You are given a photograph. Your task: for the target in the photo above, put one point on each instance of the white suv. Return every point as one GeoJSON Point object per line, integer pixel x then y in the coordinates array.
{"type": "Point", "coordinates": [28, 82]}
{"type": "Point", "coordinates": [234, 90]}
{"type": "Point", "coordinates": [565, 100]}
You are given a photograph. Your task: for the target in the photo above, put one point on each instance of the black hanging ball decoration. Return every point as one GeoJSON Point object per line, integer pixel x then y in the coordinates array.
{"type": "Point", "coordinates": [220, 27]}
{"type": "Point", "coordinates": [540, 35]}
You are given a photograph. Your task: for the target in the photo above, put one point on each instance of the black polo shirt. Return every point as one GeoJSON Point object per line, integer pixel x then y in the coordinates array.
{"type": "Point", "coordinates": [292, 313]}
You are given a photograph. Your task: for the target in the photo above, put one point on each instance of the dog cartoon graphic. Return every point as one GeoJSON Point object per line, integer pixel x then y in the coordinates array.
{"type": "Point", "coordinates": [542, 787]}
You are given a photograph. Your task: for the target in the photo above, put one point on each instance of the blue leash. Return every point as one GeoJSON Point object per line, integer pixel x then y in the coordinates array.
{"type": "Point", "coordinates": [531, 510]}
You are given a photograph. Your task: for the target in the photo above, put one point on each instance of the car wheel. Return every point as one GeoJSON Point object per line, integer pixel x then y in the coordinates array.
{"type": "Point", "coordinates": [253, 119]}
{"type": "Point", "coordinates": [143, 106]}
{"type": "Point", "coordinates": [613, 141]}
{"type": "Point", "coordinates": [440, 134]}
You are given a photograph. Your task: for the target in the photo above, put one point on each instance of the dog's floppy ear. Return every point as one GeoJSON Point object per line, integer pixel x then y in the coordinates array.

**Task objective**
Retype every record above exactly as it appears.

**Solution for this exercise**
You are given a photograph. Your task: for the target in the photo above, put one point on each instance of the white suv. Return every point as one GeoJSON Point object per line, integer pixel x then y in the coordinates array.
{"type": "Point", "coordinates": [28, 82]}
{"type": "Point", "coordinates": [234, 90]}
{"type": "Point", "coordinates": [565, 100]}
You are given a photograph. Your task: for the target in the photo above, put one point on each instance of the black hanging ball decoration. Return every point as one GeoJSON Point object per line, integer pixel x then y in the coordinates array.
{"type": "Point", "coordinates": [220, 27]}
{"type": "Point", "coordinates": [540, 35]}
You are given a photograph. Your task: for the target in the photo above, put one point on each instance of the black polo shirt. Return every point as one GeoJSON Point object per line, integer pixel x then y in the coordinates array.
{"type": "Point", "coordinates": [292, 313]}
You are given a photograph. Your task: for the target in the photo above, put one point on each instance of the dog cartoon graphic. Return every point as one GeoJSON Point object per line, integer pixel x then y in the coordinates array.
{"type": "Point", "coordinates": [542, 787]}
You are given a photograph. Your task: for the target in the photo above, put one point on each instance of the blue leash. Return every point as one GeoJSON Point object per line, integer pixel x then y in the coordinates array.
{"type": "Point", "coordinates": [531, 510]}
You are given a photograph. Your task: for the target in the photo above, put one point on each instance of the car wheel. Return every point as one GeoJSON Point object per line, integer pixel x then y in the coordinates array.
{"type": "Point", "coordinates": [253, 119]}
{"type": "Point", "coordinates": [143, 106]}
{"type": "Point", "coordinates": [613, 141]}
{"type": "Point", "coordinates": [440, 134]}
You are given a photograph. Your task: for the target in the photo above, put one point on each instance of the dog's floppy ear. Return every point as one GeoJSON Point object per line, integer pixel x then y in the coordinates array.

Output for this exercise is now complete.